* **Text section**:
┌──

XRD patterns of the CAO@1200C cement sample referencing the JCPDS#09–0413 file of the standard Ca12Al14O33 cement phase.

Characterization of conducting Ca12Al14O33

Sintering process

Fig. 3 (a) presents a schematic of an electromagnetic induction heating system for synthesizing the samples fabricated in the course of this work. The starting CAO@1200C powder was loaded into a carbon crucible. The carbon crucible was wrapped with a Cu induction coil. Cooling water was circulated in a Cu coiled tube to protect against overheating on opration of themagnetic induction heating. An IR detector was used to measure the temperature of the carbon crucible and this information used as feedback to control the power of the induction heater. The carbon crucible was rapidly heated from room temperature to 1350 °C, 1450 °C and 1550 °C, with a holding time of 40 seconds for sintering. Then, the samples were rapidly cooled to room temperature. Fig. 3 (b) shows an electromagnetic induction heating time of approximately 1 minute for sintering.

└──

* **Requirement 1**:
Duplicate the cement passage in full, word for word.
The cement passage and the entries come from unrelated sources.

[Detection annotation records]
┌──

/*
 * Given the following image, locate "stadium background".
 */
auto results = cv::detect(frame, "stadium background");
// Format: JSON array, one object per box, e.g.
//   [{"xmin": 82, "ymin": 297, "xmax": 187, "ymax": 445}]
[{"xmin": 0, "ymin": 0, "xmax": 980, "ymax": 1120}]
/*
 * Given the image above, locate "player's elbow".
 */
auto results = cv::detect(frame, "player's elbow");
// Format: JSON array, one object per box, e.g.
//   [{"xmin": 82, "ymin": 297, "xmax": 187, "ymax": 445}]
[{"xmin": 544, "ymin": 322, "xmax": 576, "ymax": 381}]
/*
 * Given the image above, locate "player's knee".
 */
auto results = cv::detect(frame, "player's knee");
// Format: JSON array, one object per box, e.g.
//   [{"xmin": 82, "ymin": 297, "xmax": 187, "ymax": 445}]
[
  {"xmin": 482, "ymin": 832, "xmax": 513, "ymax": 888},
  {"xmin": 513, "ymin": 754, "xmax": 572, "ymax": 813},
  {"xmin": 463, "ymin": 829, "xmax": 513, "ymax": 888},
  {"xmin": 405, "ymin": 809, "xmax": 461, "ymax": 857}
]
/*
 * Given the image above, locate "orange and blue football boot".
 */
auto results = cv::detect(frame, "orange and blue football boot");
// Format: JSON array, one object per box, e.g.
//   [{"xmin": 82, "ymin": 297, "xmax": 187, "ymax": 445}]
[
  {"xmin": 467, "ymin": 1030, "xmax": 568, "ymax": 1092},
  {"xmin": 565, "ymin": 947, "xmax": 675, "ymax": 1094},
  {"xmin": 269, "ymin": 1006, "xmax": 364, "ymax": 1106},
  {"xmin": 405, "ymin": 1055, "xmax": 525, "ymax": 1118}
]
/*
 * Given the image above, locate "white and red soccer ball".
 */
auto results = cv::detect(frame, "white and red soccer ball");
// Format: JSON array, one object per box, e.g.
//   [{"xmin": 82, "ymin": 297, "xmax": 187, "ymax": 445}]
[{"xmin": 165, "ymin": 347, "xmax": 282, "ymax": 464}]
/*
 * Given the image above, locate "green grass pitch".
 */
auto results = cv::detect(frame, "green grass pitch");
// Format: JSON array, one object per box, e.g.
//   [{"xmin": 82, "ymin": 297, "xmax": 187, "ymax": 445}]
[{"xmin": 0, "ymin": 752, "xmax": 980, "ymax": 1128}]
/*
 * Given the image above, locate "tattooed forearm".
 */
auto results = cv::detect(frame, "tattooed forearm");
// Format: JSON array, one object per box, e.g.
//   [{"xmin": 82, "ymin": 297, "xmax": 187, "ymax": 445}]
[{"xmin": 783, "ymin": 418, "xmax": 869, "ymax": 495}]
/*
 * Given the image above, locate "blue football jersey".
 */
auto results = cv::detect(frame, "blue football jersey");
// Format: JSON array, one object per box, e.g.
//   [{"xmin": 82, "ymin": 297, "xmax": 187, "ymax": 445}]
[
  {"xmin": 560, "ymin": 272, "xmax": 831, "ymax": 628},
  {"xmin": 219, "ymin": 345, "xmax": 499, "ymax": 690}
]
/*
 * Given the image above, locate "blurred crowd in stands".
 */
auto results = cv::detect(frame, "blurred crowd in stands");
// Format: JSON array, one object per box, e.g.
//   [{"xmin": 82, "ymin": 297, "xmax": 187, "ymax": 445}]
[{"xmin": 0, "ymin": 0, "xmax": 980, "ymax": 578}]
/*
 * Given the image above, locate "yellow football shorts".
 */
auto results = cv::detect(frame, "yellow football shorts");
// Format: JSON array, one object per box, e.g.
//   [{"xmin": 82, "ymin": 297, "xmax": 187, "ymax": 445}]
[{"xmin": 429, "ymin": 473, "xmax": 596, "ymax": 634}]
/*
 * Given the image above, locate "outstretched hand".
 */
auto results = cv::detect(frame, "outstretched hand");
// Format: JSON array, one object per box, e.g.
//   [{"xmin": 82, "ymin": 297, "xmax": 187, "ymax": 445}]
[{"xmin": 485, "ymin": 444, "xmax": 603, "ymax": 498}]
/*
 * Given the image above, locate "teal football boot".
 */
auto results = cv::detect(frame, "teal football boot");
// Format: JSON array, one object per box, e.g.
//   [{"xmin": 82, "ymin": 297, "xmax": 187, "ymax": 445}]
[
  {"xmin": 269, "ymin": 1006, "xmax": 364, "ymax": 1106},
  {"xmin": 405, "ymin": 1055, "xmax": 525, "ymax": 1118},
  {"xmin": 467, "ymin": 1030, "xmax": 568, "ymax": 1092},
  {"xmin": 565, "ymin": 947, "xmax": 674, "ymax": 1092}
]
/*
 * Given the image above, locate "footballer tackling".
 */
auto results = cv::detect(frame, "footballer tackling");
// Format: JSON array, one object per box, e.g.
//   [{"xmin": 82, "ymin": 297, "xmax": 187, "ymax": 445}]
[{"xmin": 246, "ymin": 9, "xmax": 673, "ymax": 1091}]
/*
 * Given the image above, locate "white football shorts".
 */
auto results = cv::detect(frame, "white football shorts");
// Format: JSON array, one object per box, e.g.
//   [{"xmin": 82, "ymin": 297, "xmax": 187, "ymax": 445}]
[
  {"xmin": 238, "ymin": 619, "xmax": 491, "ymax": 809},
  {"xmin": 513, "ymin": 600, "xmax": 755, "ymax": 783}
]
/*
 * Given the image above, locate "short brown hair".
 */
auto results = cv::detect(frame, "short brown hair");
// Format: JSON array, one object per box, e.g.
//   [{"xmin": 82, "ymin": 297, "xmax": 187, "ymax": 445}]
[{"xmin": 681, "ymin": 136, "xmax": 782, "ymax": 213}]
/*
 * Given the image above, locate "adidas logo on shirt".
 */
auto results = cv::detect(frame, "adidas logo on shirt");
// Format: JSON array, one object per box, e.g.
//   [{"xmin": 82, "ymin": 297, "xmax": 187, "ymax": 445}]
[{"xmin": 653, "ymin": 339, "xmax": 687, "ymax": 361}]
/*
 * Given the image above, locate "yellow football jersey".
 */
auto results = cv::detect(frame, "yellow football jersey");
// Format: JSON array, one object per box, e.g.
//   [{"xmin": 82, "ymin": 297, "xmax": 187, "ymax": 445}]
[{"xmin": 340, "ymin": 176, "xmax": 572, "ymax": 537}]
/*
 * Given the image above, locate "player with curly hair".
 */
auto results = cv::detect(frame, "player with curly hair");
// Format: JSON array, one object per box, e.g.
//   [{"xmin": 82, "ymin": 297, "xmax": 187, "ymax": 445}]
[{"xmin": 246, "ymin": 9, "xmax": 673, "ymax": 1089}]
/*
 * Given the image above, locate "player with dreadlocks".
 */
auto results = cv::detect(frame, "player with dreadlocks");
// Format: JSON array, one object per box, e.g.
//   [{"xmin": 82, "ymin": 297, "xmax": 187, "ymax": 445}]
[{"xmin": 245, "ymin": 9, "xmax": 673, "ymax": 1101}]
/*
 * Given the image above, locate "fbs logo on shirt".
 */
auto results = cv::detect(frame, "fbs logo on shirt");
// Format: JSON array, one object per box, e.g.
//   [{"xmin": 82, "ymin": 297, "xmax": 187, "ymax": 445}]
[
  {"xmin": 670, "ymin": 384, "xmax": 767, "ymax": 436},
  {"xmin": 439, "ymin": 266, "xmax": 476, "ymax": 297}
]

└──

* **Requirement 2**:
Extract every line of the entries that contains the string "white". Case counts.

* **Exercise result 1**:
XRD patterns of the CAO@1200C cement sample referencing the JCPDS#09–0413 file of the standard Ca12Al14O33 cement phase.

Characterization of conducting Ca12Al14O33

Sintering process

Fig. 3 (a) presents a schematic of an electromagnetic induction heating system for synthesizing the samples fabricated in the course of this work. The starting CAO@1200C powder was loaded into a carbon crucible. The carbon crucible was wrapped with a Cu induction coil. Cooling water was circulated in a Cu coiled tube to protect against overheating on opration of themagnetic induction heating. An IR detector was used to measure the temperature of the carbon crucible and this information used as feedback to control the power of the induction heater. The carbon crucible was rapidly heated from room temperature to 1350 °C, 1450 °C and 1550 °C, with a holding time of 40 seconds for sintering. Then, the samples were rapidly cooled to room temperature. Fig. 3 (b) shows an electromagnetic induction heating time of approximately 1 minute for sintering.

* **Exercise result 2**:
 * Given the image above, locate "white and red soccer ball".
auto results = cv::detect(frame, "white and red soccer ball");
 * Given the image above, locate "white football shorts".
auto results = cv::detect(frame, "white football shorts");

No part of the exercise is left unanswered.